Source extract —
══════════════════════════════

My question is in reference to people who hold that the lack of complete understanding in a particular field can invalidate a positive claim. Continuing with the example of determinism, one of the most oft-used counter-arguments is the Heisenberg uncertainty principle. This is the principle that claims "precise inequalities that constrain certain pairs of physical properties, such as measuring the present position while determining future momentum of a particle. Both cannot be simultaneously done to arbitrarily high precision. In other words, the more precisely one property is measured, the less precisely the other can be controlled, determined, or known." Everyone knows that the principle cannot give free will, but some suggest that it invalidates determinism. How?

In the same regard, the fundamental nature of quantum mechanics is said to be indeterminate, that is, the measurements of an observable at the quantum level is said to have an indeterminate value. Stated more simply, the value is not determinable via our current methods of observation. This is another "lack of knowledge" position, just as the first one is.

══════════════════════════════

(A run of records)
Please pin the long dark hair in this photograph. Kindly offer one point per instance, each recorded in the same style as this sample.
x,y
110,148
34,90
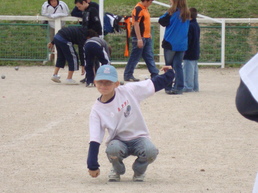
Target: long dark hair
x,y
183,8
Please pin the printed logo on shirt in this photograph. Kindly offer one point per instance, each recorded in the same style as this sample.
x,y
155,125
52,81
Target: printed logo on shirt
x,y
128,111
123,105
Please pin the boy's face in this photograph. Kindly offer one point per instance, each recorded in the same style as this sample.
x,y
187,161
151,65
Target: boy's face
x,y
53,3
82,6
106,87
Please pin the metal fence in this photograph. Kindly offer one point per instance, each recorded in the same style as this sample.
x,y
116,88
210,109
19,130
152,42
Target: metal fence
x,y
27,41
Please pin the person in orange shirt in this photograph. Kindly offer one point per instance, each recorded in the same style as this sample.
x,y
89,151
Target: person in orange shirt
x,y
141,41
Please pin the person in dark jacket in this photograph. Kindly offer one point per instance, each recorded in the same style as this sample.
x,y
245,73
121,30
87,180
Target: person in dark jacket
x,y
191,57
64,41
78,13
89,14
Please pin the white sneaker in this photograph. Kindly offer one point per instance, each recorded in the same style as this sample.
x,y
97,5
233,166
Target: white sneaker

══════════════════════════════

Set task 1 — Can you restate the passage on determinism, everything from "My question is" down to "invalidates determinism. How?", changing "particle" to "electron"?
Set task 2 — Which lines of the entries contain the string "shirt"? Gather each of them, treating uppercase and lowercase as different.

Task answer 1 —
My question is in reference to people who hold that the lack of complete understanding in a particular field can invalidate a positive claim. Continuing with the example of determinism, one of the most oft-used counter-arguments is the Heisenberg uncertainty principle. This is the principle that claims "precise inequalities that constrain certain pairs of physical properties, such as measuring the present position while determining future momentum of a electron. Both cannot be simultaneously done to arbitrarily high precision. In other words, the more precisely one property is measured, the less precisely the other can be controlled, determined, or known." Everyone knows that the principle cannot give free will, but some suggest that it invalidates determinism. How?

Task answer 2 —
Please pin the printed logo on shirt in this photograph. Kindly offer one point per instance, each recorded in the same style as this sample.
Target: printed logo on shirt
Please pin the person in orange shirt in this photograph. Kindly offer one point per instance, each recorded in the same style as this sample.
Target: person in orange shirt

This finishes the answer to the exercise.